REQUIRED TASKS →
a) In the passage about Keller, where did he move from and where did he move to?
b) Return the part of the Keller passage starting at "When the religious" and ending at "a social gathering.".

EXCERPTED PASSAGE →
What made Keller a singular figure in the church, however, was his rejection of the dominant trends in the church itself. When American Christianity in the 1980s was defined by a move toward non-denominational megachurches in the sprawling suburbs, Keller went the other direction, figuratively and literally. He embraced his Presbyterian heritage and moved from rural Virginia into the heart of New York City.
When the religious world demeaned mainstream Protestantism as weak and dead, he practiced it with doctrinal adherence and spiritual joy. When the secular world scorned Evangelicalsm as a cult of white suburbanites and hicks, he brought it to the city and administered it with mercy and erudition.
Keller succeeded wildly in his adopted city, but more importantly became an inspiration, example, and teacher to pastors and congregations around the country that wanted to reject the false choice between a rootless, unaccountable, theologically dubious faith that was alive with the Holy Spirit or a frigid, secularized, aloof community of quasi-believers for whom church was primarily a social gathering.

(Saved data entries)
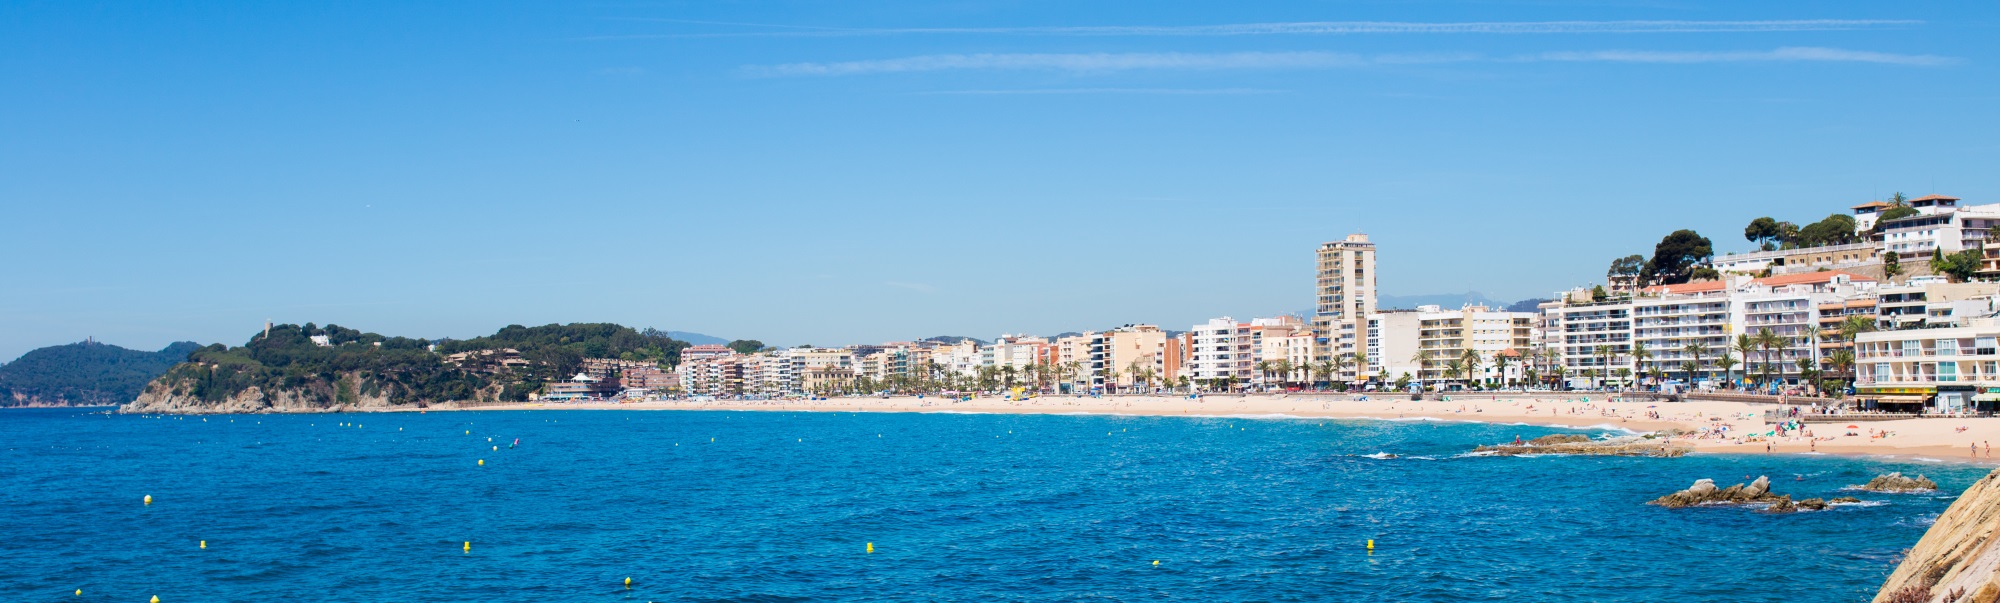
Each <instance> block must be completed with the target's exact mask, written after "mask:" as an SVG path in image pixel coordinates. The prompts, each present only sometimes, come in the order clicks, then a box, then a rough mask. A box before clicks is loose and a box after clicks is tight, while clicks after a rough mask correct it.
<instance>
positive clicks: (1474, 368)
mask: <svg viewBox="0 0 2000 603" xmlns="http://www.w3.org/2000/svg"><path fill="white" fill-rule="evenodd" d="M1458 363H1462V365H1464V367H1466V381H1478V383H1482V385H1484V383H1486V379H1484V377H1482V375H1480V351H1478V349H1472V347H1466V351H1460V353H1458Z"/></svg>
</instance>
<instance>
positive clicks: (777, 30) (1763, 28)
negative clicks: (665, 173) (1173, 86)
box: [588, 18, 1924, 40]
mask: <svg viewBox="0 0 2000 603" xmlns="http://www.w3.org/2000/svg"><path fill="white" fill-rule="evenodd" d="M636 20H644V22H674V24H698V26H744V28H770V30H776V32H690V34H638V36H592V38H588V40H638V38H728V36H922V34H972V36H1344V34H1730V32H1844V30H1884V28H1910V26H1920V24H1924V22H1922V20H1838V18H1802V20H1554V22H1268V24H1212V26H1028V28H828V26H790V24H744V22H696V20H672V18H636Z"/></svg>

SOLUTIONS BELOW →
a) He moved from rural Virginia into the heart of New York City.

b)
When the religious world demeaned mainstream Protestantism as weak and dead, he practiced it with doctrinal adherence and spiritual joy. When the secular world scorned Evangelicalsm as a cult of white suburbanites and hicks, he brought it to the city and administered it with mercy and erudition.
Keller succeeded wildly in his adopted city, but more importantly became an inspiration, example, and teacher to pastors and congregations around the country that wanted to reject the false choice between a rootless, unaccountable, theologically dubious faith that was alive with the Holy Spirit or a frigid, secularized, aloof community of quasi-believers for whom church was primarily a social gathering.